━━━━━ Passage

In the late 1990s, the Italian psychiatrist Giovanni Fava was in search of a psychotherapeutic approach able to improve the recovery rate for people experiencing depression and anxiety disorders.
Although approaches such as CBT have demonstrated high levels of success in effectively treating these conditions, they seem less effective in tackling the relapse and recurrence of such disorders (Fava & Ruini, 2003).
Wellbeing Therapy (WBT) emerged as a response to fill this gap in clinical psychology.
The gap in psychotherapy
Fava and Ruini (2003) distinguished different elements that were missing in psychotherapeutic approaches that contributed to the birth of WBT.
1. Recovery, relapse, and recurrence
Any mental health treatment aims to achieve full recovery, which means not presenting symptoms for several months (Frank et al., 1991). After reviewing evidence, Fava and Ruini (2003) argued that treatments were less centered on recovery and more focused on preventing relapse, which is the return of symptoms before recovery takes place and once remission (being symptom free) starts occurring (Frank et al., 1991).
Ramana et al. (1995) found that almost half of clients experienced a recurrence of depressive symptoms after a year of finalizing their treatment, meaning that they experienced another depressive episode.
Evidence suggests that the Quality of Life assessment was better able to predict the recurrence of depression than scales measuring symptoms (Thunedborg, Black, & Bech, 1995), which pinpoints the relevance of focusing on developing wellbeing resources.
2. Confusing response with recovery
Fava and Ruini (2003) state that clinicians and psychotherapists tend to misperceive response to treatment with recovery, arguing that experiencing remission according to the Diagnostic and Statistical Manual of Mental Disorders is not enough evidence for a full recovery. Thus, the need to incorporate the dimensions of psychological wellbeing in the definition of recovery was proposed.
3. Positive health and the growth of positive psychology
The notion of health as comprising both the freedom of illness and the presence of wellbeing took off strongly after the advent of positive psychology in the early 2000s.
Clinical researchers started to increasingly value the use of positive health measurements to broaden the scope of evaluation for treatment success (Fava & Ruini, 2003). Hence, positive psychology provided further support to incorporate wellbeing measurements and interventions within clinical psychology.
The origins of Wellbeing Therapy
WBT was envisioned as a therapeutic strategy for enhancing psychological wellbeing (Fava, 2016). According to Fava (1999), before the development of Carol Ryff’s (1989) multidimensional model of psychological wellbeing, there was a tendency in the field to conceive wellbeing as the absence of distress or illness. Consequently, therapeutic techniques aimed mainly at the reduction of symptoms.
However, research suggested that a great number of patients with anxiety and mood disorders experienced residual symptoms after completing their traditional treatments (Fava, 1996). This novel therapy offered a way to address this gap, aiming to minimize residual symptoms and enhance psychological wellbeing.
WBT is defined as a short-term psychotherapeutic technique based on the six dimensions of psychological wellbeing, namely
- environmental mastery,
- personal growth,
- purpose in life, and
- positive relationships (Ryff, 1989).

━━━━━━━━━━

**To do:**
Answer these questions from the passage on Wellbeing Therapy.
(a) Which Italian psychiatrist was searching for a new psychotherapeutic approach in the late 1990s?
(b) What share of clients did Ramana et al. (1995) find had a recurrence of depressive symptoms a year after finishing treatment?
(c) What predicted the recurrence of depression better than scales measuring symptoms?

━━━━━ Dataset

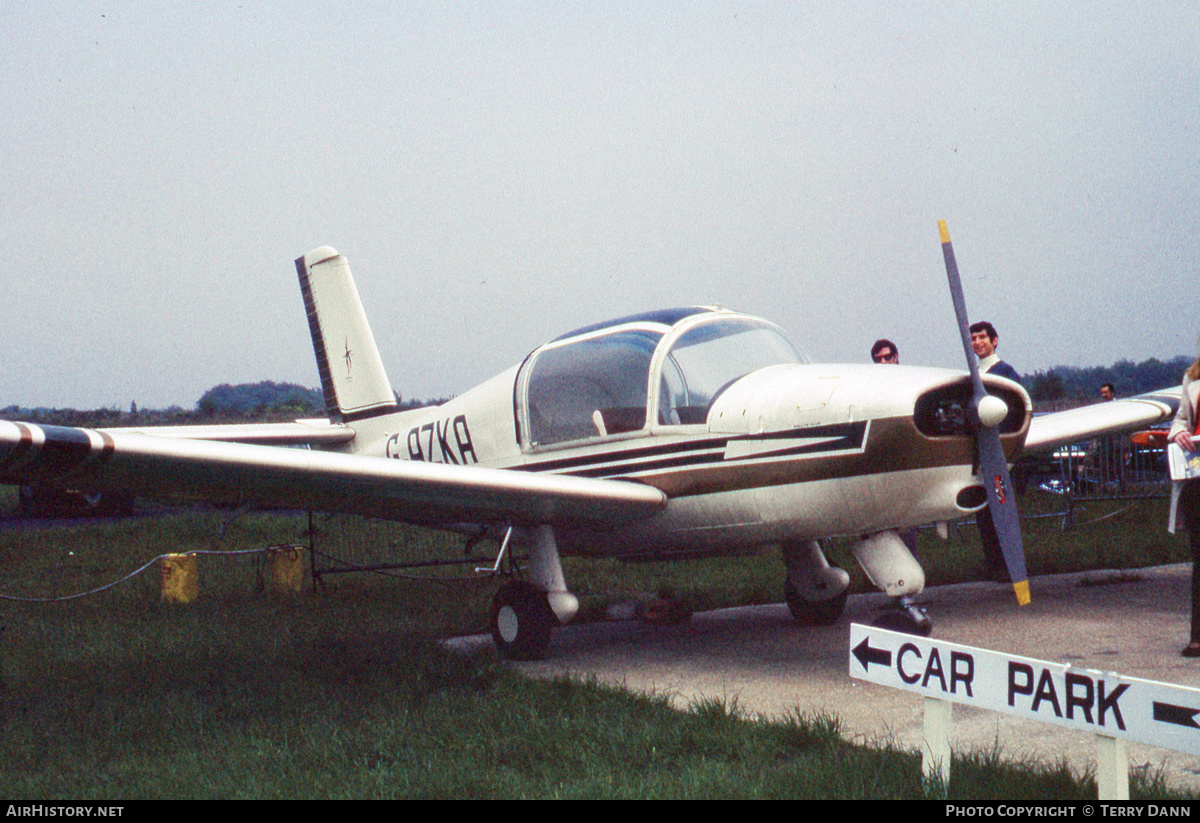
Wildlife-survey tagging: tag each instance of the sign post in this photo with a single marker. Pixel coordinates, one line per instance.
(1113, 707)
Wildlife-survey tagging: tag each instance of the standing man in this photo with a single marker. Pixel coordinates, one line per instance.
(885, 352)
(984, 341)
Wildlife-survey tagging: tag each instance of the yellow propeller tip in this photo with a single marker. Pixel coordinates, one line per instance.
(1023, 593)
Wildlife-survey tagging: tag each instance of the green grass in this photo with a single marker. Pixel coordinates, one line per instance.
(345, 694)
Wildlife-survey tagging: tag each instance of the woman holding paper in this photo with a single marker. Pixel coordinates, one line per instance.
(1186, 496)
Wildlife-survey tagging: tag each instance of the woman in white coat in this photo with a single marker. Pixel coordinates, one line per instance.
(1183, 433)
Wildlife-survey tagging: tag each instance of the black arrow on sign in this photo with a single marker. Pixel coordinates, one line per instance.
(867, 655)
(1179, 715)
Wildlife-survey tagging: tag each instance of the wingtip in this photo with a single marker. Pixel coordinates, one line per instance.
(318, 256)
(1023, 593)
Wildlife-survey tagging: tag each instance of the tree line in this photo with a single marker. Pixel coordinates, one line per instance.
(1073, 383)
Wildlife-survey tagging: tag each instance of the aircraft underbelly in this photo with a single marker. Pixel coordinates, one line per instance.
(744, 518)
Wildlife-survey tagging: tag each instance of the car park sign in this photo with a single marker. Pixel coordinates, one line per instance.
(1158, 714)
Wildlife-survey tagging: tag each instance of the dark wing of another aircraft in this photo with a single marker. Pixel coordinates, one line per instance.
(238, 473)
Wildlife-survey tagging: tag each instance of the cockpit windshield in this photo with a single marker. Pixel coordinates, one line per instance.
(707, 359)
(591, 388)
(597, 382)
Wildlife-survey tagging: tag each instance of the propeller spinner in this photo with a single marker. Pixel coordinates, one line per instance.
(987, 413)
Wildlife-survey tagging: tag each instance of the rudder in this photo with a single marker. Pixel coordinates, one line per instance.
(353, 380)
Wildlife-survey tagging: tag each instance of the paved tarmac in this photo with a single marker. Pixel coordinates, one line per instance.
(1129, 623)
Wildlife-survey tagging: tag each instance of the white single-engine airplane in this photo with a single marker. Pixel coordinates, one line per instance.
(678, 432)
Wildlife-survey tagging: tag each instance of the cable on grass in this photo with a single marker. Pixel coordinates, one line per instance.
(135, 574)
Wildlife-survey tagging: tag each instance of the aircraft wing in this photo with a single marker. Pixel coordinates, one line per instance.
(301, 432)
(235, 473)
(1048, 431)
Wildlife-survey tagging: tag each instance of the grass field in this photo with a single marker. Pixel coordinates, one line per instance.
(345, 692)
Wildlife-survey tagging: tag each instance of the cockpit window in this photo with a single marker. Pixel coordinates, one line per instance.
(591, 388)
(709, 358)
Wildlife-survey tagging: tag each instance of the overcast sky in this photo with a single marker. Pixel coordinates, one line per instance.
(498, 173)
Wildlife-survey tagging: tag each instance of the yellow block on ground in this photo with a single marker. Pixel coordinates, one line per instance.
(285, 569)
(180, 578)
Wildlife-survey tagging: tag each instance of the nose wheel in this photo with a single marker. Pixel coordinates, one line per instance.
(906, 617)
(522, 622)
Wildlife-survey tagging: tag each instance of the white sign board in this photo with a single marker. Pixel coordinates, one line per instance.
(1161, 714)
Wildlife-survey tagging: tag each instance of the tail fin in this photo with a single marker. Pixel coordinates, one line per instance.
(352, 373)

━━━━━━━━━━

**Task response:**
(a) Giovanni Fava
(b) Almost half
(c) The Quality of Life assessment